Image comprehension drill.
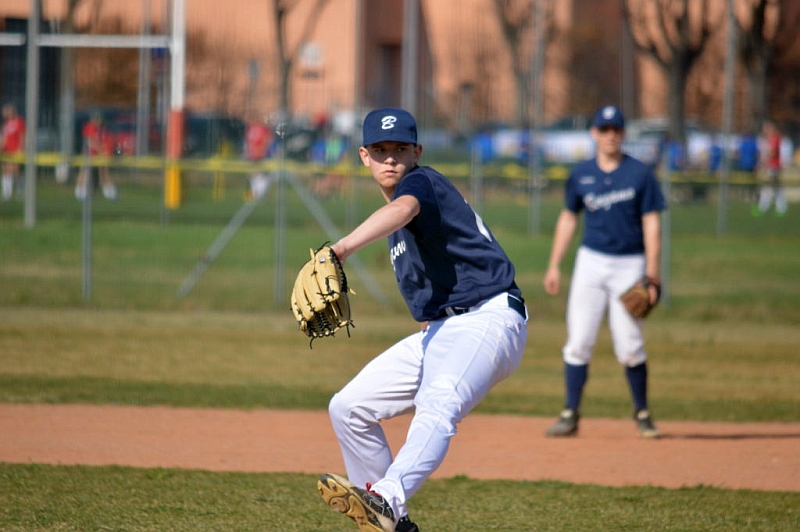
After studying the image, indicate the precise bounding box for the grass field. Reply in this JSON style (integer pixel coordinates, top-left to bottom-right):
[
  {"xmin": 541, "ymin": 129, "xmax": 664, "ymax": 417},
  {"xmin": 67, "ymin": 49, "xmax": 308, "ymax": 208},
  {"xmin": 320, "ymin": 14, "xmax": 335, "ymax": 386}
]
[{"xmin": 0, "ymin": 174, "xmax": 800, "ymax": 532}]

**What the task requires:**
Rewrite the listing above so that "grass field" becomes "soccer pitch", with every other word left as it is. Omit the pictures from your answer.

**Response to the task:**
Image comprehension drill.
After studying the image, indicate the precise bounding box for the soccer pitch. Reply in this JSON style (integer pixel coordinates, top-left to bottom-right):
[
  {"xmin": 541, "ymin": 129, "xmax": 664, "ymax": 417},
  {"xmin": 67, "ymin": 49, "xmax": 308, "ymax": 208},
  {"xmin": 320, "ymin": 14, "xmax": 335, "ymax": 386}
]
[{"xmin": 0, "ymin": 174, "xmax": 800, "ymax": 532}]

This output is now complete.